Prendre la parole, c’est toujours un peu prendre le pouvoir. On le voit souvent dans des réunions de travail ou sur les plateaux de télévision : celui qui prend le micro est, celui sur qui se porte l’attention de tous et de chacun. Ce pouvoir s’exerce alors dans un triple sens : il souhaite éclairer l’audience, susciter sa sympathie voire lui faire ressentir des émotions exceptionnelles. C’est pour cela que les traités de rhétorique qui existent depuis Aristote se concentrent sur ces trois volets : le « logos », la force de l’argumentation, « l’ethos » qui concerne la manière d’être de celui qui parle. Enfin le « pathos », c’est-à-dire les émotions que va provoquer la parole de celui qui la prend.
Dans son ouvrage Le pouvoir rhétorique, Clément Viktorovitch consacre une partie de ses efforts à donner des conseils pratiques sur comment transformer cette prise de parole sur les plateaux en prise de pouvoir sur les consciences. Il s’appuie sur une littérature aussi vaste qu’érudite pour montrer que depuis Cicéron les règles sont peu ou prou restées les mêmes. Commencer avec maestria, savoir rétorquer aux arguments de l’adversaire, résumer son propos avec des mots simples. Sans oublier l’importance de bien conclure. On se souvient du grand orateur que fut Danton, dans son discours du 2 Septembre 1792 qu’il concluait ainsi : « Le tocsin qu'on va sonner n'est point un signal d'alarme, c'est la charge sur les ennemis de la patrie. Pour les vaincre, Messieurs, il nous faut de l'audace, encore de l'audace, toujours de l'audace, et la France est sauvée. »
Sous des dehors qui font penser à un surcroît de spontanéité inimitable, il faut dire qu’en fait ces discours sont le fruit d’un long travail de préparation. Il faut choisir les informations mobilisables et surtout préparer en amont. L’auteur d’égrener plusieurs recommandations à destination de ceux qui prennent le pouvoir rhétorique au sérieux. En voici trois :
- La première est d’apprendre à « façonner son texte ». Il faut en effet savoir cadrer son propos à partir d’une idée directrice, une ligne de force, un élément autour duquel tout doit s’articuler.
- La seconde concerne la bonne manière d’utiliser les faits pour argumenter avec efficacité. Et donc choisir les arguments que l’on va utiliser. Les plus connus sont les arguments d’autorité, de bons sens et de cadrage qui consistent à s’appuyer sur la crédibilité d’une personne, sur des évidences partagées, proches de la sagesse populaire, ou sur des éléments que nous souhaitons mettre en lumière (ou occulter). Or les stratégies argumentatives sont en fait multiples, comme l’argument par la sagesse des grands hommes (« Ghandi a dit que… »), l’argument de fraternité (« nos frères sont en souffrance... ») ou l’argument de la parole donnée, sur laquelle nous ne pouvons décemment revenir. Voilà trois manières d’instruire, d’émouvoir et de convaincre qui portent souvent leurs fruits. D’autres arguments surprennent davantage, comme l’argument par association qui tendra à rendre deux phénomènes dépendant l’un de l’autre tandis que l’argument par la dissociation tentera de mettre en évidence pourquoi deux sujets devraient être traités séparément.

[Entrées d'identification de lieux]
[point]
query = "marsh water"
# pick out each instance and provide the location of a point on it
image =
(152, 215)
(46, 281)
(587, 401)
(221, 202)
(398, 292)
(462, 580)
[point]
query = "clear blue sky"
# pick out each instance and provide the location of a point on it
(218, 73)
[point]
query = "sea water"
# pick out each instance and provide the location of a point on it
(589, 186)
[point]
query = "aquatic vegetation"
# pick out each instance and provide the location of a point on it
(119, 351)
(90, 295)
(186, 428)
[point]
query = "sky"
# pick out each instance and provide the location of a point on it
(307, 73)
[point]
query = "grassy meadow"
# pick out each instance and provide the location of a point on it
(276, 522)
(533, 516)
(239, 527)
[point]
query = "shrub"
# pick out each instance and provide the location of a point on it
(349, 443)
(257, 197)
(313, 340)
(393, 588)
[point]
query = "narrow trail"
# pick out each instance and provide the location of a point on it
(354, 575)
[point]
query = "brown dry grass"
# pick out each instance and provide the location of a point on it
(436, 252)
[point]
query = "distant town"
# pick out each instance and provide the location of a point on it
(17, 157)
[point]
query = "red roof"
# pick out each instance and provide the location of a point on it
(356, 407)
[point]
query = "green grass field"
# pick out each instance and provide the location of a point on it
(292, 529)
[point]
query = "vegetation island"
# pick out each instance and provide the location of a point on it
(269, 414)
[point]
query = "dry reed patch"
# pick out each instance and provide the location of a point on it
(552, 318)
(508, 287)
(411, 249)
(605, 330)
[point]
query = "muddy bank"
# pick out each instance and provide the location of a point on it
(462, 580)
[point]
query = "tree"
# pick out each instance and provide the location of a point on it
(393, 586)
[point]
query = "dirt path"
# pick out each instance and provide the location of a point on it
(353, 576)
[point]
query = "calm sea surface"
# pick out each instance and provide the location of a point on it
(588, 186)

--

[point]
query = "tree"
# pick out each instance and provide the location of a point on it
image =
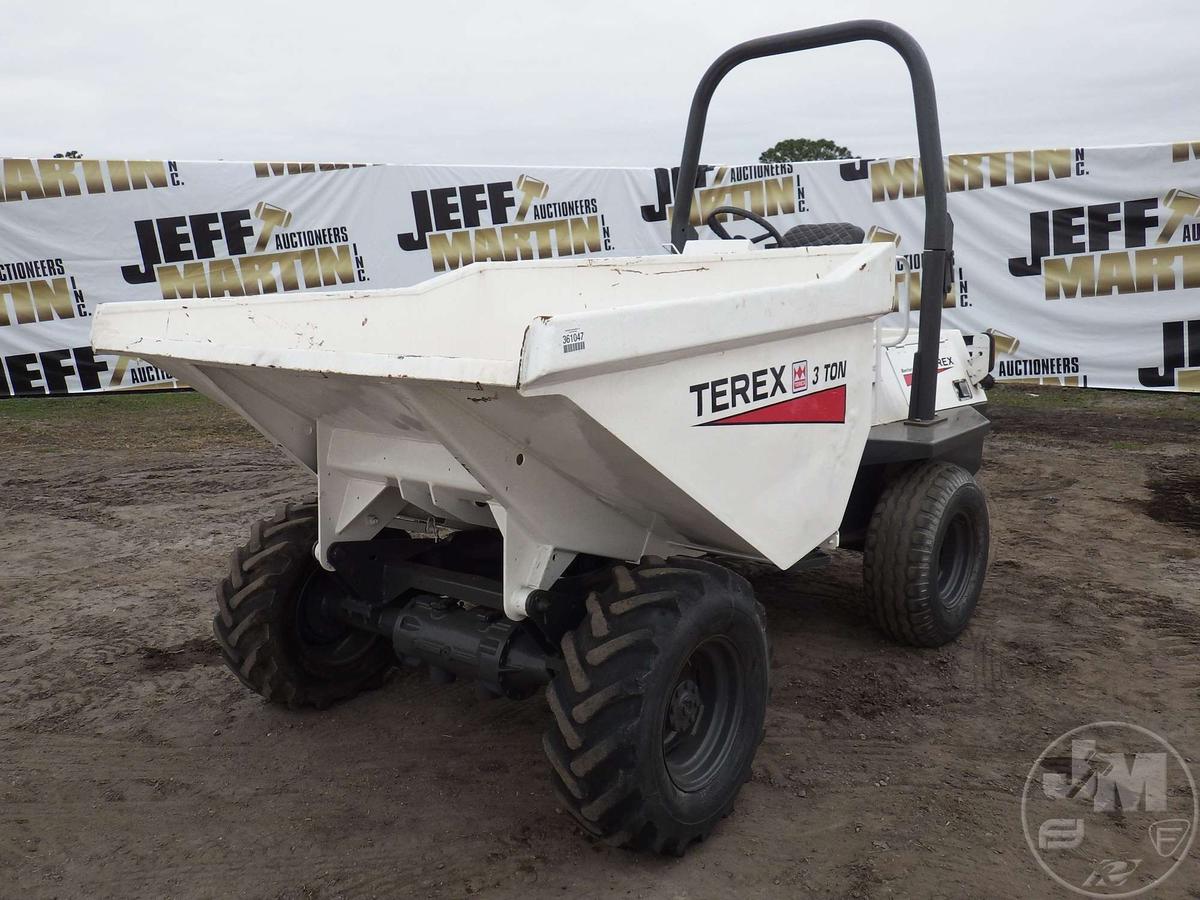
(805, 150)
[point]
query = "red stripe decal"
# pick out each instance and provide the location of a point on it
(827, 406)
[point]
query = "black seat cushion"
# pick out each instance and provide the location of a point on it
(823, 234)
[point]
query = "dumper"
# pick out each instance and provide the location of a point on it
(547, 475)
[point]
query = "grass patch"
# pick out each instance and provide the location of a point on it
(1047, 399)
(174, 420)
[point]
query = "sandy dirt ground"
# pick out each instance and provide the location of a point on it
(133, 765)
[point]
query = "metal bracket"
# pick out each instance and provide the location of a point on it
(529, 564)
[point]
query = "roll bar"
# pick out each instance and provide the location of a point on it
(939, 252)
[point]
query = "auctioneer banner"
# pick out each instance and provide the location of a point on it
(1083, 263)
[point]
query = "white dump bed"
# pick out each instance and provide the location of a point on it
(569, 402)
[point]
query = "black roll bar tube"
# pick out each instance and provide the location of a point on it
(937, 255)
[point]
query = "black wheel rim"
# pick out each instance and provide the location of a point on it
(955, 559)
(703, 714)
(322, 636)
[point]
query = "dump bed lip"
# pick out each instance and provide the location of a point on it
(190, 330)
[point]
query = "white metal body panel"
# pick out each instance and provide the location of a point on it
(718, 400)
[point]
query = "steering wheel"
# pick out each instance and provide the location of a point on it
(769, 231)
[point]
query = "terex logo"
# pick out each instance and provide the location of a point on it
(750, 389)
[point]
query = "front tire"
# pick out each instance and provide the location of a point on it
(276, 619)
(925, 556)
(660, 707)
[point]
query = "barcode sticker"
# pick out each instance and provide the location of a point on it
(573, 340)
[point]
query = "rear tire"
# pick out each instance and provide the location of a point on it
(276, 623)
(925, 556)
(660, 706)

--

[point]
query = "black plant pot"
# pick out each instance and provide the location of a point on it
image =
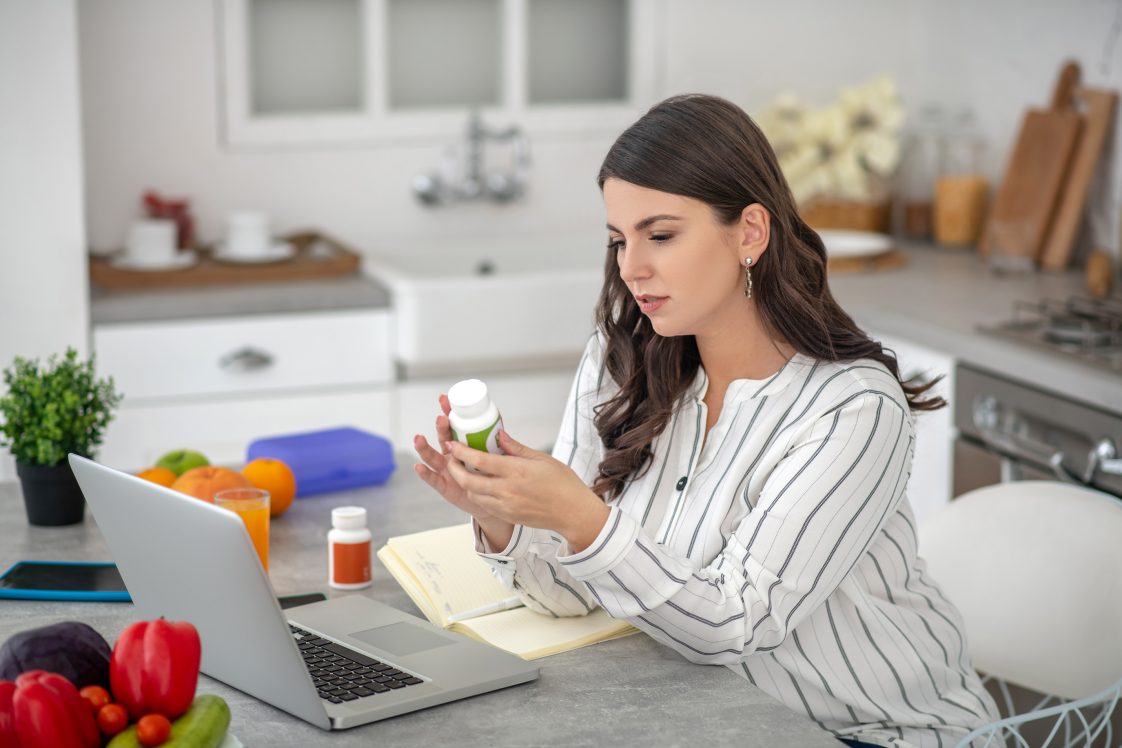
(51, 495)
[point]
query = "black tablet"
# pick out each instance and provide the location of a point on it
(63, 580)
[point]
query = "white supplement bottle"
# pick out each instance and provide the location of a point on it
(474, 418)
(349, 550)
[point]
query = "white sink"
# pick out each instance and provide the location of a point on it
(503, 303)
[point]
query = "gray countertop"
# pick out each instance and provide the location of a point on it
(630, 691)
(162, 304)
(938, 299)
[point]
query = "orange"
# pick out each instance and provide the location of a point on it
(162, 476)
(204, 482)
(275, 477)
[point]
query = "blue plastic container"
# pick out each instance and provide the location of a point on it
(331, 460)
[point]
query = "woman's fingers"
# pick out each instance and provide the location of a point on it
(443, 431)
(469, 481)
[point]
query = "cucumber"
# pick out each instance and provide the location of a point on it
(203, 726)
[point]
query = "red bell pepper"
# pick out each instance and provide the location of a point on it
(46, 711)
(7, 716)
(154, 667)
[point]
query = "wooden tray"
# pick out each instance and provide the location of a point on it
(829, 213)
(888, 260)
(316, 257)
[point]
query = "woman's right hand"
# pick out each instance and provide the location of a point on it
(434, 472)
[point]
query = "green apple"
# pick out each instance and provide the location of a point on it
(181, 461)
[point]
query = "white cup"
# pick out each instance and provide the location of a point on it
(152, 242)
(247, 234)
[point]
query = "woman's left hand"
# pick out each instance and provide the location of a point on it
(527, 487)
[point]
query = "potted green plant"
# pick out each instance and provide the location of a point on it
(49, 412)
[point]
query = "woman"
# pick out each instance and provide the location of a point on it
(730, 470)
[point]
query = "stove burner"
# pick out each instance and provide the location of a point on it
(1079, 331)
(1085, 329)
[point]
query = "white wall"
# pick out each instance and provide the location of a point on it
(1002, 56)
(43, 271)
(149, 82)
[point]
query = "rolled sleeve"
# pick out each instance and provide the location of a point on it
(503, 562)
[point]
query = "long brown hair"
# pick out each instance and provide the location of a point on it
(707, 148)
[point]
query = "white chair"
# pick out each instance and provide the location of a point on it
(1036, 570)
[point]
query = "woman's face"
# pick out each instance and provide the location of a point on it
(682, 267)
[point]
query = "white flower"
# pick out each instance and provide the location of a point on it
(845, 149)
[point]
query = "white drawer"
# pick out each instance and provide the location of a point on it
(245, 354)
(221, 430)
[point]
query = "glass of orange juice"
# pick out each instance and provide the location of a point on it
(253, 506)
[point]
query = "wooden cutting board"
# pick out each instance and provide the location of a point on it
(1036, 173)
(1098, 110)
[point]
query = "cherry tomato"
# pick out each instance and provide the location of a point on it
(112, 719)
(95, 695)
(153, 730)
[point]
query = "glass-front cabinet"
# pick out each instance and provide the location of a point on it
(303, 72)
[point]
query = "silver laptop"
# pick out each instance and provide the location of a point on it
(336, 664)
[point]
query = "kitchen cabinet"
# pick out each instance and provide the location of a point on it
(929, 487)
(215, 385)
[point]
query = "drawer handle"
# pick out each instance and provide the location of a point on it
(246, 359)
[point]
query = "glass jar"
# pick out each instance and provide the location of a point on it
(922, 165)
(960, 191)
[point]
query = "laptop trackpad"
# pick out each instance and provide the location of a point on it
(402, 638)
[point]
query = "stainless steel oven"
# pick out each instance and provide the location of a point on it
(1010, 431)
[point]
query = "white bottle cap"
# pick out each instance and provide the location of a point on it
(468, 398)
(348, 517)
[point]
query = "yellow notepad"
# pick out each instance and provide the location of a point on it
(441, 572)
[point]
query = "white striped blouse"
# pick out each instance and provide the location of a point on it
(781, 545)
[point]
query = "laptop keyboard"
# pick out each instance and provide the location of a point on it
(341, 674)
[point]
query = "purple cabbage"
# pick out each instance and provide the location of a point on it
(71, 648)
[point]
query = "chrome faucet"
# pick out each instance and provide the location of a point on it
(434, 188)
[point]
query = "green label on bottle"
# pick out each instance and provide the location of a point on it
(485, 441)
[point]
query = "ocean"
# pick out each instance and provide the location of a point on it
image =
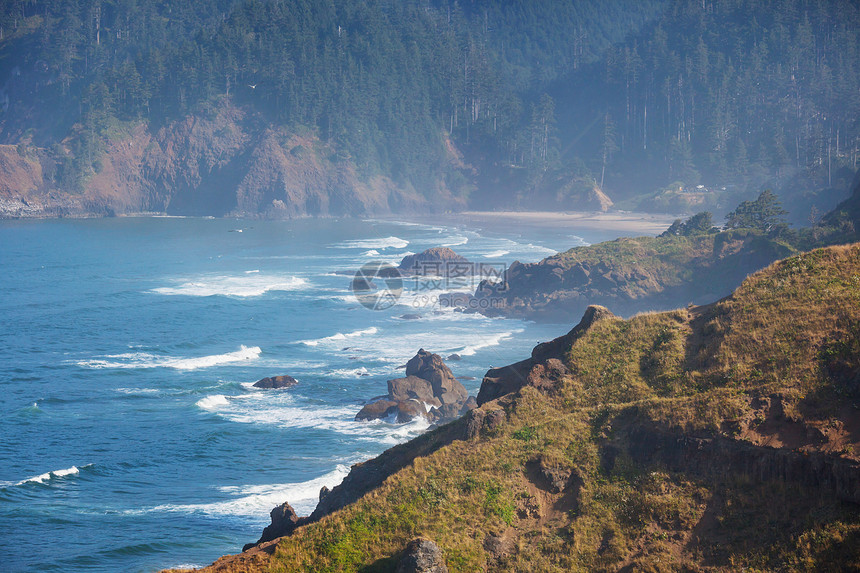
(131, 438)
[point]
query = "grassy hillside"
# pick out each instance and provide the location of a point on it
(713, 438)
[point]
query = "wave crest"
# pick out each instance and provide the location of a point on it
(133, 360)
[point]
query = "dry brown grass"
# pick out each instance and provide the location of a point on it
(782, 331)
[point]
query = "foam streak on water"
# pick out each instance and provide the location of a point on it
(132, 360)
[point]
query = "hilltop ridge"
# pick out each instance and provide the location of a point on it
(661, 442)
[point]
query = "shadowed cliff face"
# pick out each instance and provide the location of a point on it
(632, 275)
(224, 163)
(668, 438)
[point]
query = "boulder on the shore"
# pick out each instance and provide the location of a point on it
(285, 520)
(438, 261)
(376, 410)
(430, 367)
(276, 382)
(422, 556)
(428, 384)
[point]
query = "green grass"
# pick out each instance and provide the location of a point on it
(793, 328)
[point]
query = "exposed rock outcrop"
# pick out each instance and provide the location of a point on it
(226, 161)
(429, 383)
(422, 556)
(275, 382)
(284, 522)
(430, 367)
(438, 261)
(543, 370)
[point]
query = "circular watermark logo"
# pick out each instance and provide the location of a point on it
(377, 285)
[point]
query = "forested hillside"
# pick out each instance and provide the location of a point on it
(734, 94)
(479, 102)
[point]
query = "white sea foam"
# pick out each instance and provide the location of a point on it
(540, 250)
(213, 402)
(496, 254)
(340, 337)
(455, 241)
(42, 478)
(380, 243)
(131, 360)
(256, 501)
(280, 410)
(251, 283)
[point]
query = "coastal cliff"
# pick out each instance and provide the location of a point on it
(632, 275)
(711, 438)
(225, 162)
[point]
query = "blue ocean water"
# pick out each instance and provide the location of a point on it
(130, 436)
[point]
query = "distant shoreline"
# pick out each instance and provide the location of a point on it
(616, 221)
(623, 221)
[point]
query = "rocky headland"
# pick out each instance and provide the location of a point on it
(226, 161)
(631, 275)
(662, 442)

### Consignes de travail
A. Transcrivez tout le passage du texte sur la rhétorique, depuis « Sous des dehors » jusqu'à « tout doit s’articuler. ».
B. Répondez à ces questions sur le texte sur la rhétorique :
(i) Quel terme désigne la manière d'être de celui qui parle ?
(ii) Quel est le titre de l'ouvrage de Clément Viktorovitch ?
(iii) D'après la première recommandation, à partir de quoi faut-il cadrer son propos ?
Vous n'aurez pas besoin des items.

### Réponses par tâche
A.
Sous des dehors qui font penser à un surcroît de spontanéité inimitable, il faut dire qu’en fait ces discours sont le fruit d’un long travail de préparation. Il faut choisir les informations mobilisables et surtout préparer en amont. L’auteur d’égrener plusieurs recommandations à destination de ceux qui prennent le pouvoir rhétorique au sérieux. En voici trois :
- La première est d’apprendre à « façonner son texte ». Il faut en effet savoir cadrer son propos à partir d’une idée directrice, une ligne de force, un élément autour duquel tout doit s’articuler.

B.
(i) L'« ethos ».
(ii) Le pouvoir rhétorique.
(iii) À partir d'une idée directrice.